■ EXERCISE INSTRUCTIONS
Word for word, copy the records and drop the pictures.

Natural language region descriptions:
Segment Open
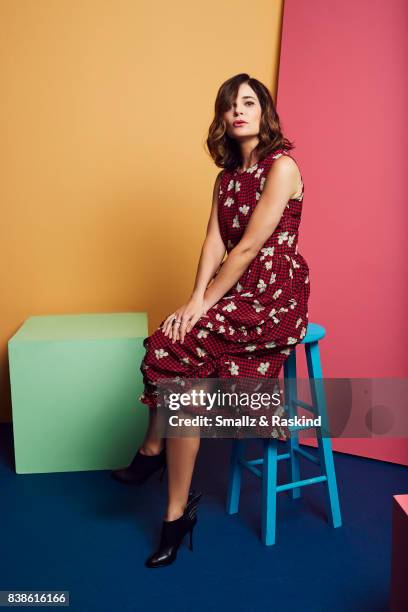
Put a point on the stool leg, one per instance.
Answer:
(269, 480)
(289, 368)
(324, 442)
(235, 476)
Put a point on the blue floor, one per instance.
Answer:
(85, 533)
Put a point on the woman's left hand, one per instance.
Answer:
(184, 318)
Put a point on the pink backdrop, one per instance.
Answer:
(343, 99)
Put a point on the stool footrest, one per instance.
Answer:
(307, 455)
(300, 483)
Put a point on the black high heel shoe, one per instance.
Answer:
(141, 468)
(173, 532)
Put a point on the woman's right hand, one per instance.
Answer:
(188, 315)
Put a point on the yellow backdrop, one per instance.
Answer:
(106, 185)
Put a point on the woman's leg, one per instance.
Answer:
(153, 442)
(181, 456)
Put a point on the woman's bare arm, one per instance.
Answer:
(213, 249)
(279, 186)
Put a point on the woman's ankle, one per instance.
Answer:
(149, 448)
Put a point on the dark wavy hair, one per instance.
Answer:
(225, 150)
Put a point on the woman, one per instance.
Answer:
(253, 313)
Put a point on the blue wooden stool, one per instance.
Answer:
(270, 459)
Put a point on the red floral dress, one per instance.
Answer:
(254, 327)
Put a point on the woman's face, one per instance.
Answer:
(247, 110)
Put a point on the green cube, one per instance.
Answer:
(75, 380)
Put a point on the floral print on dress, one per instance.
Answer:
(255, 326)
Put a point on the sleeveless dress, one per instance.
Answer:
(253, 328)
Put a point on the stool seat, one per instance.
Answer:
(269, 460)
(314, 333)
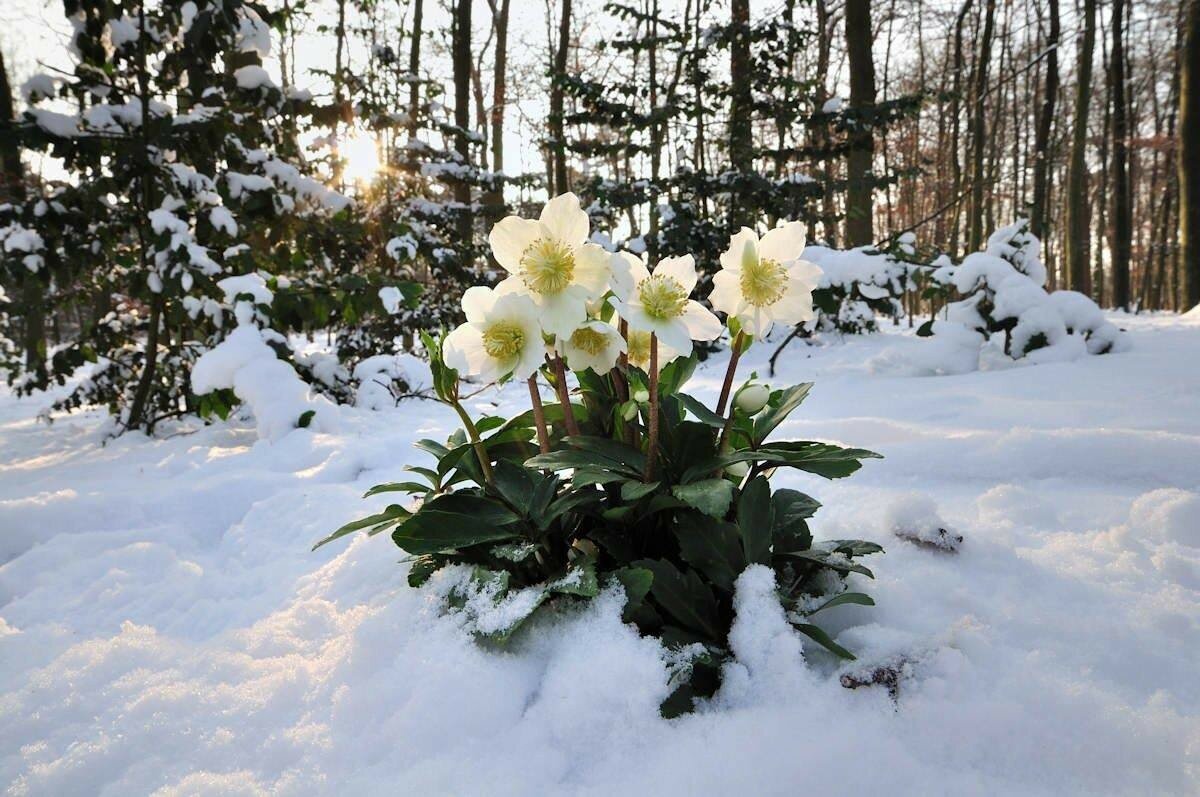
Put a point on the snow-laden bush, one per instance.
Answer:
(636, 485)
(1003, 295)
(855, 286)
Segment Closed
■ WRITTEN RESPONSE
Put a point on the stool leg, one per instance.
Answer:
(269, 480)
(289, 368)
(324, 442)
(235, 476)
Put a point on the blue floor, one per instance.
Answer:
(85, 533)
Put a point on the woman's left hand, one per instance.
Answer:
(184, 318)
Put a point on the pink backdrop, one per instance.
Answer:
(343, 99)
Put a point on the stool footrest, one per instance.
Answer:
(307, 455)
(300, 483)
Put a point on the black high heel shoe, one per instance.
Answer:
(141, 468)
(173, 532)
Put a point on the woman's right hand, one per instance.
Answer:
(188, 315)
Put a point on the yellow backdrop, one per instance.
Answer:
(106, 185)
Put a point on the woman's leg, one per instance.
Answer:
(153, 442)
(181, 456)
Put a point on the woman's bare arm, one per instance.
Answer:
(213, 249)
(279, 186)
Put a point on the woman's ankle, one per instance.
Answer:
(149, 448)
Put a point on the dark wavy hair, one per instance.
Answer:
(225, 150)
Put a point on the woman, one per instance.
Answer:
(253, 313)
Put a point on the blue wooden stool, one per instance.
Answer:
(270, 459)
Put a point on the red floral dress, one per instance.
Answer:
(254, 327)
Put a point on the woman's face, one per instance.
Answer:
(247, 110)
Put a point on the green cube, one per instance.
Answer:
(75, 380)
Put a point on the floral print on dress, one per instance.
Answer:
(255, 326)
Put a point on the sleeveless dress, one per instance.
Answer:
(253, 328)
Put a point on the stool seat, one per instance.
Answer:
(269, 460)
(314, 333)
Put a point on the snow-laden bush, one per instance.
Answer:
(636, 485)
(1003, 295)
(855, 286)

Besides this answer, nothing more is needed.